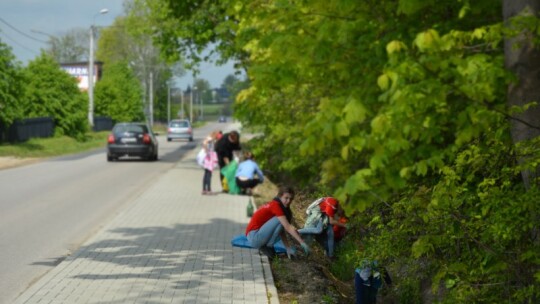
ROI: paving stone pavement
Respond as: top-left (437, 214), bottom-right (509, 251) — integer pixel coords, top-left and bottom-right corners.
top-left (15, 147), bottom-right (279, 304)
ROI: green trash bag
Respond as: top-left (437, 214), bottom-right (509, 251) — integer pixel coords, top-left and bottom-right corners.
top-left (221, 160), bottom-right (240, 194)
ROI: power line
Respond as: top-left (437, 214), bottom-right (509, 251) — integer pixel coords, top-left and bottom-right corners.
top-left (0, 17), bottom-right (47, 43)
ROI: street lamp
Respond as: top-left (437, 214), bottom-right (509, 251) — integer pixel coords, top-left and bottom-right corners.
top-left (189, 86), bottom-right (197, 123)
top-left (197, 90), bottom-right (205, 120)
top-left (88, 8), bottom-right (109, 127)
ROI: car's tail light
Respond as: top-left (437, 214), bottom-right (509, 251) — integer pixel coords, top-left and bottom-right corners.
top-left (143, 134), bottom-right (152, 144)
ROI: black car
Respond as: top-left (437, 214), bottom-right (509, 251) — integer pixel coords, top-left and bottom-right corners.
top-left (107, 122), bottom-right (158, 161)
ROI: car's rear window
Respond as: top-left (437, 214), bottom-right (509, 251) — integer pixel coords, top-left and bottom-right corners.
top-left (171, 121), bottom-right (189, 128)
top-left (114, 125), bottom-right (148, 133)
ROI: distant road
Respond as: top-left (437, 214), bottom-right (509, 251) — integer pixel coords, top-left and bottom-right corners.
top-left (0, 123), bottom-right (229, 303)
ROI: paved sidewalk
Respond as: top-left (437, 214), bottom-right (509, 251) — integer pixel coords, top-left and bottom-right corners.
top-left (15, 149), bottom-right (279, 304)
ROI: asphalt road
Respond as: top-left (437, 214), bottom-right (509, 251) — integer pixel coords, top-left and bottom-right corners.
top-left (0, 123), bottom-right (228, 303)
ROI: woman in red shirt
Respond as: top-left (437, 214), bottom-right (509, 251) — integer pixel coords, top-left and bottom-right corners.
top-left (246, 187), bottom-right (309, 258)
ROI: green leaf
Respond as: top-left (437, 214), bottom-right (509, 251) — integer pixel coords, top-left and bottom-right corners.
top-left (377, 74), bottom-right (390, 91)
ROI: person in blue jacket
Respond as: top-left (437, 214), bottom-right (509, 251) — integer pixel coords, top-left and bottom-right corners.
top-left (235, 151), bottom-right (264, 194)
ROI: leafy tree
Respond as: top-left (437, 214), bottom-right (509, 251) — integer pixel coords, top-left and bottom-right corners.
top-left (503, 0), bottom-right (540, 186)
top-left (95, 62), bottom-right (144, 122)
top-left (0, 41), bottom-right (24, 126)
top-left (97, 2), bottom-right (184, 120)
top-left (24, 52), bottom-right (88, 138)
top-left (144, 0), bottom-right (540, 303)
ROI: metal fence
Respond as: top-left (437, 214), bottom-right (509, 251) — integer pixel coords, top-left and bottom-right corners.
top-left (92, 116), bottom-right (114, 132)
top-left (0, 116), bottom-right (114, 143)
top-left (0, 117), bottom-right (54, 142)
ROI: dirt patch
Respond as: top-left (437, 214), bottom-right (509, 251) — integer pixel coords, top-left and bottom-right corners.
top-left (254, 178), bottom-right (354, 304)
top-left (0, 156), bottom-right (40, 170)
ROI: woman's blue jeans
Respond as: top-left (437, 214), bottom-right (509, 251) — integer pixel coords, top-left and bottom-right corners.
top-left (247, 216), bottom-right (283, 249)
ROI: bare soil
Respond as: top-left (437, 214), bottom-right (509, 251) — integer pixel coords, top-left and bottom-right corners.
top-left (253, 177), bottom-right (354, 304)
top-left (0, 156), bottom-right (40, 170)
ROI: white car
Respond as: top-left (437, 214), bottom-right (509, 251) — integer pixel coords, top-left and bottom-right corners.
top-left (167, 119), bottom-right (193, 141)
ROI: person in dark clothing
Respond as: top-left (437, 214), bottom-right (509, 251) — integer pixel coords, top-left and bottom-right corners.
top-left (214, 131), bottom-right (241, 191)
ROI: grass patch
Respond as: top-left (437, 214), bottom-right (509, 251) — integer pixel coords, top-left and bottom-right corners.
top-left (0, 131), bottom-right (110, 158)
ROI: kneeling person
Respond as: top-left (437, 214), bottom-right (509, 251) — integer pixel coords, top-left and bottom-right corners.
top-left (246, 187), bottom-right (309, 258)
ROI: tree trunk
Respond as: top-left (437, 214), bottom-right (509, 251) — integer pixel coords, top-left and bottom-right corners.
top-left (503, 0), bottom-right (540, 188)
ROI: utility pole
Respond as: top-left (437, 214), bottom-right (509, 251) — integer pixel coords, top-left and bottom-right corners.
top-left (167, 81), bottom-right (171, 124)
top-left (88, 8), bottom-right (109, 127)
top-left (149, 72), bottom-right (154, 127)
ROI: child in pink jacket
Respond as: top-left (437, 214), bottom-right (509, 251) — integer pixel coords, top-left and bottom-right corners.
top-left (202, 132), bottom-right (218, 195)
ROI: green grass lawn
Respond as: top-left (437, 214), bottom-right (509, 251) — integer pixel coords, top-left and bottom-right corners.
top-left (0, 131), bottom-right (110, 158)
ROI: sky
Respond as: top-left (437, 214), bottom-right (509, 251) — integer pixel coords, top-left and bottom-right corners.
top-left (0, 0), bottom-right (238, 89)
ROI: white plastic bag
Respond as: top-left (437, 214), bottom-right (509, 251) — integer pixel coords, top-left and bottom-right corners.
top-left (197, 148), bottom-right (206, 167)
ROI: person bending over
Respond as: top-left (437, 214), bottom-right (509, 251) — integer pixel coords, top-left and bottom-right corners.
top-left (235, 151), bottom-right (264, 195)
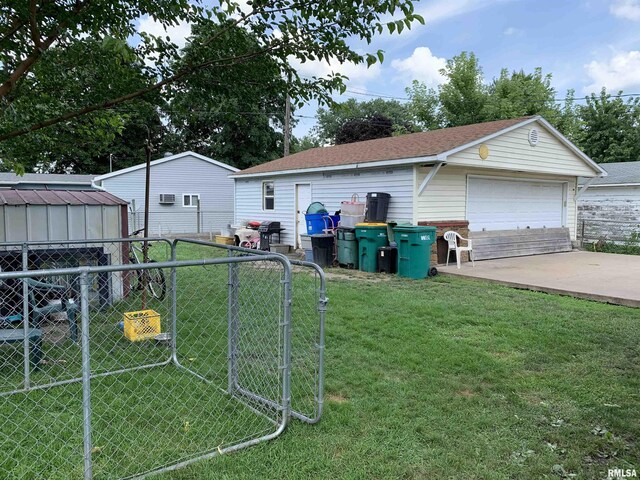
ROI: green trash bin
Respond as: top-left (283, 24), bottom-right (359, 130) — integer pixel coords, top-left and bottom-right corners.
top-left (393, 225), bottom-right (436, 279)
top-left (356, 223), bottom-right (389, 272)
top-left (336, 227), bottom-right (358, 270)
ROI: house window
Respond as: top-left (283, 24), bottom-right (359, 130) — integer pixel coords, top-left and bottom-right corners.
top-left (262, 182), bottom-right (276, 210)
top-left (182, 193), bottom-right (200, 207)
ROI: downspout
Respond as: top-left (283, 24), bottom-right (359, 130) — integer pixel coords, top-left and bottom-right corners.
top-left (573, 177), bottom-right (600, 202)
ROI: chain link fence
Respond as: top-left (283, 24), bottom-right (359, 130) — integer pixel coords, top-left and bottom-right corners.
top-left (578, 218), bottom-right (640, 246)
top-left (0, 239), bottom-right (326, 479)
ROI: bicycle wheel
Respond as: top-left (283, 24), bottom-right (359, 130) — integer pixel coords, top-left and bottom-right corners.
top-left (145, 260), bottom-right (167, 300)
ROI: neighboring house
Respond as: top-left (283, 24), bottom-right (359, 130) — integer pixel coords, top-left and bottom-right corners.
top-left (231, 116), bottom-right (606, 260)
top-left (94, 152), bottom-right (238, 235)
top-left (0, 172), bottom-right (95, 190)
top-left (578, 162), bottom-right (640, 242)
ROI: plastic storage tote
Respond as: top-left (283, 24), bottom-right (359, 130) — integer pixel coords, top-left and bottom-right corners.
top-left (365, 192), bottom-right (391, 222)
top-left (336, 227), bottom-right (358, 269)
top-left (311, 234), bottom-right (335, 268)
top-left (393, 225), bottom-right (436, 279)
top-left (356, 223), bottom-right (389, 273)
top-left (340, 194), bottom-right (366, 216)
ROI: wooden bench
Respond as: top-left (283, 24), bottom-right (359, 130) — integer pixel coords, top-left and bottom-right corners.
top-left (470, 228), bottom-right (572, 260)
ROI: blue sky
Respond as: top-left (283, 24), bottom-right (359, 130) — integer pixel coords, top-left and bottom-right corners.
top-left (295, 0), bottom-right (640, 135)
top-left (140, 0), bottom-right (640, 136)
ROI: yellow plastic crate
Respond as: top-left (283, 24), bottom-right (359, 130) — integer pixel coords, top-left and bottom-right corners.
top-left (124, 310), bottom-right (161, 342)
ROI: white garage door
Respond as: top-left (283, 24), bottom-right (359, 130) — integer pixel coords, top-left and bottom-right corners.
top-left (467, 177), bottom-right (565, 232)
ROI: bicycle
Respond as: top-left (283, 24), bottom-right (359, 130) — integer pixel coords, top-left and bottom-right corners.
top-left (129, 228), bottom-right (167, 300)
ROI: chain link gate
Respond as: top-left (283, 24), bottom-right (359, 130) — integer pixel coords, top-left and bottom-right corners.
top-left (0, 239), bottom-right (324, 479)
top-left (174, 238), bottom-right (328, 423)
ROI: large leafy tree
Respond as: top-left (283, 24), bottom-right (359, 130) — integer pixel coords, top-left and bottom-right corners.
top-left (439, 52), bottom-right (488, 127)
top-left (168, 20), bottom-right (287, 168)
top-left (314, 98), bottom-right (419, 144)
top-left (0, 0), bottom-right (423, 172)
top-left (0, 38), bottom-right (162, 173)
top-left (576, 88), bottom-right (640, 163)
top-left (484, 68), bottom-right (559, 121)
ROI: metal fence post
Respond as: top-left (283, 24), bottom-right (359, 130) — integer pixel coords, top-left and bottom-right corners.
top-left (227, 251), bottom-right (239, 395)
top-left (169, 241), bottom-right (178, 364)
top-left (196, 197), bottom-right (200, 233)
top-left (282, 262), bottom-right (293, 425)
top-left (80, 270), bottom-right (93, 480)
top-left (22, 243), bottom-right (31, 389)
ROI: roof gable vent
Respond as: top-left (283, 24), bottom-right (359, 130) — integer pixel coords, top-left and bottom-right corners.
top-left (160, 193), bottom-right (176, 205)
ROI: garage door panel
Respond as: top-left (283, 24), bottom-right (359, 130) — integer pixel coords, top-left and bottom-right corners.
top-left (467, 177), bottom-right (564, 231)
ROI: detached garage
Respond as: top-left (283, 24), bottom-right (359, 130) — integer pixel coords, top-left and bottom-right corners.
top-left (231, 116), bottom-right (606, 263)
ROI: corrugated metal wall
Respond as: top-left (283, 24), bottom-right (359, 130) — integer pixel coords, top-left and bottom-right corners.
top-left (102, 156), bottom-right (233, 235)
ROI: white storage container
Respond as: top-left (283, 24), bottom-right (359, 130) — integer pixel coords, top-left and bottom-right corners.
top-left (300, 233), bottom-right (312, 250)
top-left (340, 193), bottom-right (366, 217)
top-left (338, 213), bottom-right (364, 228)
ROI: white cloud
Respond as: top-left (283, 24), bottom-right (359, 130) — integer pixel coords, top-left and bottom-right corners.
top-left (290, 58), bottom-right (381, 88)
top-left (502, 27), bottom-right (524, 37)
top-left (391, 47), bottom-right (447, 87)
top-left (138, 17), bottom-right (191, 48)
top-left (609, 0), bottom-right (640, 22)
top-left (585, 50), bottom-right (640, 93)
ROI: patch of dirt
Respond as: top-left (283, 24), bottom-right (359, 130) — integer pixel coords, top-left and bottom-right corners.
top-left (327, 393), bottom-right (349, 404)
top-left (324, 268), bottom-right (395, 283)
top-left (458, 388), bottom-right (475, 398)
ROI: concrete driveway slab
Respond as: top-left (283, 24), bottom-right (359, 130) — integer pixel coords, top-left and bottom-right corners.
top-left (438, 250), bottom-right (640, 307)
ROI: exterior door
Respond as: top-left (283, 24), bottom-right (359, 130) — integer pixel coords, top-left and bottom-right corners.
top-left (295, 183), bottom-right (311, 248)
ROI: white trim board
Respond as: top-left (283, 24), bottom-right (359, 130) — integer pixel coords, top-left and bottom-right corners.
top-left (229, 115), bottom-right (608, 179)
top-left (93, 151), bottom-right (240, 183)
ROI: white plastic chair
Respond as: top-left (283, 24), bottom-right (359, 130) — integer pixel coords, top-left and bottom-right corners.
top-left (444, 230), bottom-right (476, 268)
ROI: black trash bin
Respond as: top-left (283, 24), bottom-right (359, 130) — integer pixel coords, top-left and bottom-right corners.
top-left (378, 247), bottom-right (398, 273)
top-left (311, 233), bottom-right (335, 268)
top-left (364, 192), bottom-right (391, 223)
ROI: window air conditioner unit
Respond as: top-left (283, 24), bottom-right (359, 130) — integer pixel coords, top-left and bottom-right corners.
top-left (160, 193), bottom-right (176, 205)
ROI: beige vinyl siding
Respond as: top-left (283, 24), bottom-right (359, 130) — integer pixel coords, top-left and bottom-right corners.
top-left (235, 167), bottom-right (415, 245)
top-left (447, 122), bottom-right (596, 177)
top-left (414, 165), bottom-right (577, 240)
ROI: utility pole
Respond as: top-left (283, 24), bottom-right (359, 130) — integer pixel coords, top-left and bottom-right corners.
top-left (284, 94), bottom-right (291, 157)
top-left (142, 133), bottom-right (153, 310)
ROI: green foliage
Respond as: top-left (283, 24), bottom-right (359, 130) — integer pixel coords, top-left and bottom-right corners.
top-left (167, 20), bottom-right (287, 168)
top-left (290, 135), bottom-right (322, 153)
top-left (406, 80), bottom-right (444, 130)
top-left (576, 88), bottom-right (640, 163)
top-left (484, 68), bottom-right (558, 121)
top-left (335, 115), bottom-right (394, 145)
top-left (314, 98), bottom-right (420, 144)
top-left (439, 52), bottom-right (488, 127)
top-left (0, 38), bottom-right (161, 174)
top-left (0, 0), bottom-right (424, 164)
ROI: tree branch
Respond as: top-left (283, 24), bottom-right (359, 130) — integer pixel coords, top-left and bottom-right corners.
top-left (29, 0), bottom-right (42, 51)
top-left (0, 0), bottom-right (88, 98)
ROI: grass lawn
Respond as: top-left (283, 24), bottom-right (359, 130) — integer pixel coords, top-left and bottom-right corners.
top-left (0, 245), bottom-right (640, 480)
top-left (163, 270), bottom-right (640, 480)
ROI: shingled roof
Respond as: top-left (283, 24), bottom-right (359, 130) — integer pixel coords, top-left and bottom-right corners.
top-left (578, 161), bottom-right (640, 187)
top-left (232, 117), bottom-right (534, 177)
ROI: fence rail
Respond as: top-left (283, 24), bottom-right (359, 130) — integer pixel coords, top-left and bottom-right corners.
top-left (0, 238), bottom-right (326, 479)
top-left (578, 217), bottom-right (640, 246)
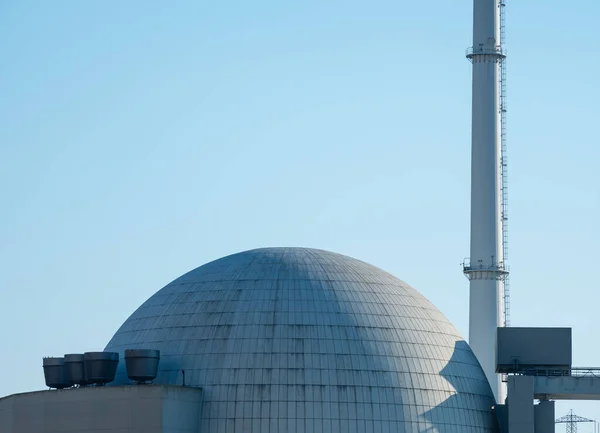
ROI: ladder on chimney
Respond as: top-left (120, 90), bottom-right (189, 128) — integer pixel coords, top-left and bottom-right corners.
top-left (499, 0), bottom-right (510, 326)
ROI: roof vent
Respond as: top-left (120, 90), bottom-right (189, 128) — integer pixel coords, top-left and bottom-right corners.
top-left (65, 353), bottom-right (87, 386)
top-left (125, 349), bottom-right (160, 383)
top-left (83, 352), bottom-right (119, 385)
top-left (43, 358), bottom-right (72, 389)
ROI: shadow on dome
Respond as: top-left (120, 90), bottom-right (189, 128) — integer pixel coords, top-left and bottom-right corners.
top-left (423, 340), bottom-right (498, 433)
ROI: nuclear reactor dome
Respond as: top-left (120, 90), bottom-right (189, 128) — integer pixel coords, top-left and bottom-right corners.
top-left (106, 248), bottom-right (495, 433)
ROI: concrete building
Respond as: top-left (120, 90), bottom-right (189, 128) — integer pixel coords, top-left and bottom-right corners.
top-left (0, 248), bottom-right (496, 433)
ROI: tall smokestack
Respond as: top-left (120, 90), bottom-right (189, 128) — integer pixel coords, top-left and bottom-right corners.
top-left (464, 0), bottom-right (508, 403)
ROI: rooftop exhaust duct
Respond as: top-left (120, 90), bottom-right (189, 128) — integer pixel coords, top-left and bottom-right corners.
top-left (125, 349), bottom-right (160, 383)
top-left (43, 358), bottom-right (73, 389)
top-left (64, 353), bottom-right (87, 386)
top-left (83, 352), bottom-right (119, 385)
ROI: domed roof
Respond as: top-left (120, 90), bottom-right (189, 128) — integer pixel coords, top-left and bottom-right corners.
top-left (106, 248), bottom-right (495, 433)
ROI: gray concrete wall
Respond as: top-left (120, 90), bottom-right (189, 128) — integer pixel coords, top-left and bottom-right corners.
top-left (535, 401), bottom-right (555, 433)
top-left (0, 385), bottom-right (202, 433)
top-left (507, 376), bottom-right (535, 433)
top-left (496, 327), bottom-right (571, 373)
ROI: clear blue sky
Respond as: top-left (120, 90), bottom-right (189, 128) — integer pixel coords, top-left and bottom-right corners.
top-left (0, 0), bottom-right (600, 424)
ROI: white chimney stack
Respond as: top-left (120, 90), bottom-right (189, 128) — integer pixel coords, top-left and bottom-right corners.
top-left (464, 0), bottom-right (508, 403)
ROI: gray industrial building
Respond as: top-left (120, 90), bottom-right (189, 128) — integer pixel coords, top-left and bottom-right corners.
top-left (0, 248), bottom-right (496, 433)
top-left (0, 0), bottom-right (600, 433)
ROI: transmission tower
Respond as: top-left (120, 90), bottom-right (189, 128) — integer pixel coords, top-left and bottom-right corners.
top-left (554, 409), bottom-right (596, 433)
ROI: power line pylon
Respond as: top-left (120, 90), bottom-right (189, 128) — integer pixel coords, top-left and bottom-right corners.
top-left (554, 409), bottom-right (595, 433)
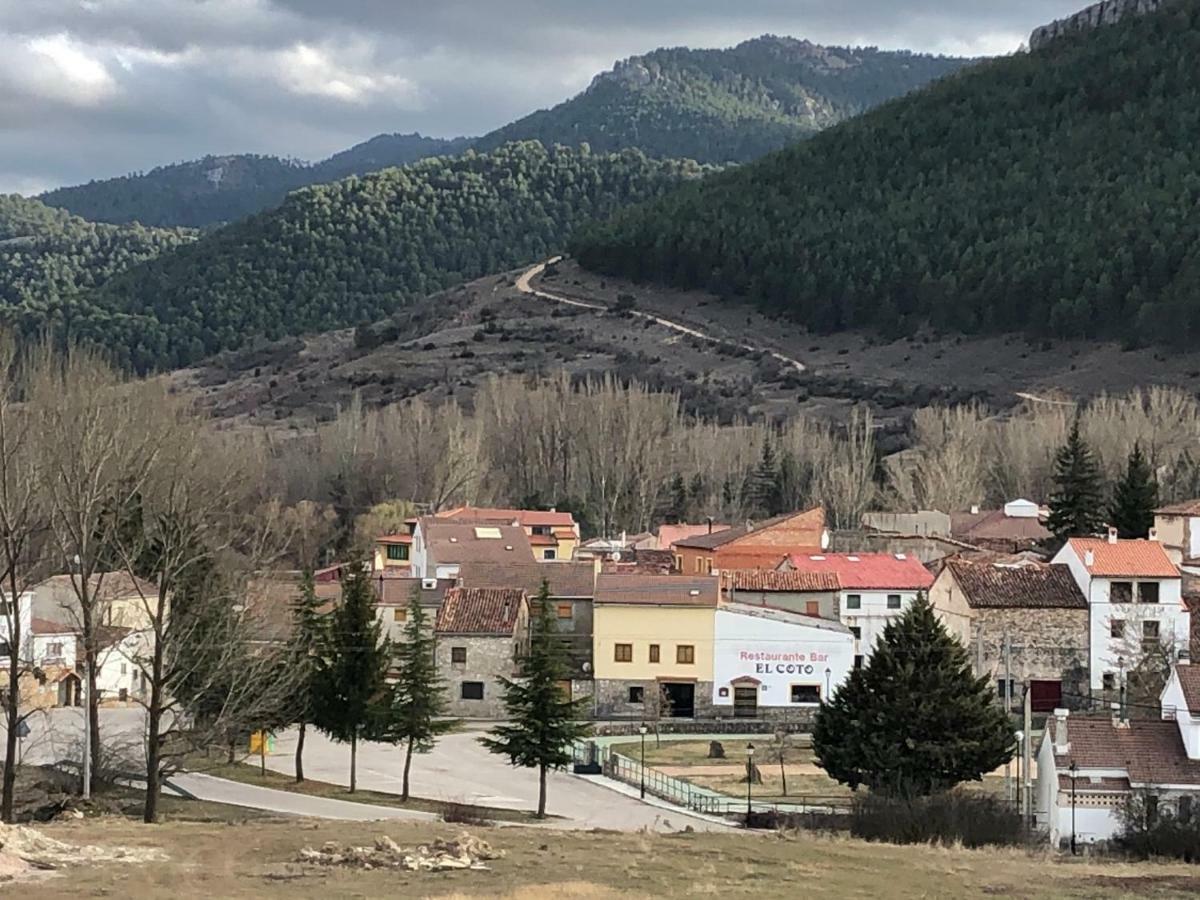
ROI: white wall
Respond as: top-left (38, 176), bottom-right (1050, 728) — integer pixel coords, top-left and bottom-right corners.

(Your goal):
Format the lines of the records as a Markdown table, starting at the line containing "ROI: plastic storage tote" and ending at the line containing "top-left (174, 238), bottom-right (328, 423)", with both of those lines included. Use the columns Row and Line, give each line its own numbered row, and leave out any blank lines.

(Task answer):
| Row | Line |
|---|---|
| 1 | ROI: plastic storage tote |
| 2 | Respond as: top-left (283, 24), bottom-right (359, 130) — integer pixel coords, top-left and bottom-right corners. |
| 3 | top-left (365, 192), bottom-right (391, 222) |
| 4 | top-left (336, 227), bottom-right (358, 269) |
| 5 | top-left (311, 234), bottom-right (335, 268) |
| 6 | top-left (393, 225), bottom-right (436, 279) |
| 7 | top-left (356, 223), bottom-right (389, 273) |
| 8 | top-left (340, 194), bottom-right (366, 216) |
| 9 | ROI: wooden bench |
| 10 | Respond as: top-left (283, 24), bottom-right (359, 130) — integer pixel coords, top-left and bottom-right corners. |
| 11 | top-left (470, 228), bottom-right (572, 260) |
| 12 | ROI: blue sky |
| 13 | Respond as: top-left (283, 24), bottom-right (359, 130) — integer pixel coords, top-left and bottom-right corners. |
| 14 | top-left (295, 0), bottom-right (640, 135) |
| 15 | top-left (140, 0), bottom-right (640, 136) |
| 16 | ROI: yellow plastic crate |
| 17 | Respond as: top-left (283, 24), bottom-right (359, 130) — integer pixel coords, top-left and bottom-right corners. |
| 18 | top-left (124, 310), bottom-right (161, 342) |
| 19 | ROI: white garage door |
| 20 | Respond as: top-left (283, 24), bottom-right (359, 130) — integer pixel coords, top-left and bottom-right corners. |
| 21 | top-left (467, 177), bottom-right (565, 232) |
| 22 | ROI: bicycle |
| 23 | Respond as: top-left (283, 24), bottom-right (359, 130) — integer pixel coords, top-left and bottom-right corners. |
| 24 | top-left (129, 228), bottom-right (167, 300) |
| 25 | ROI: chain link gate |
| 26 | Respond as: top-left (283, 24), bottom-right (359, 130) — integer pixel coords, top-left and bottom-right corners. |
| 27 | top-left (0, 239), bottom-right (324, 479) |
| 28 | top-left (174, 238), bottom-right (328, 423) |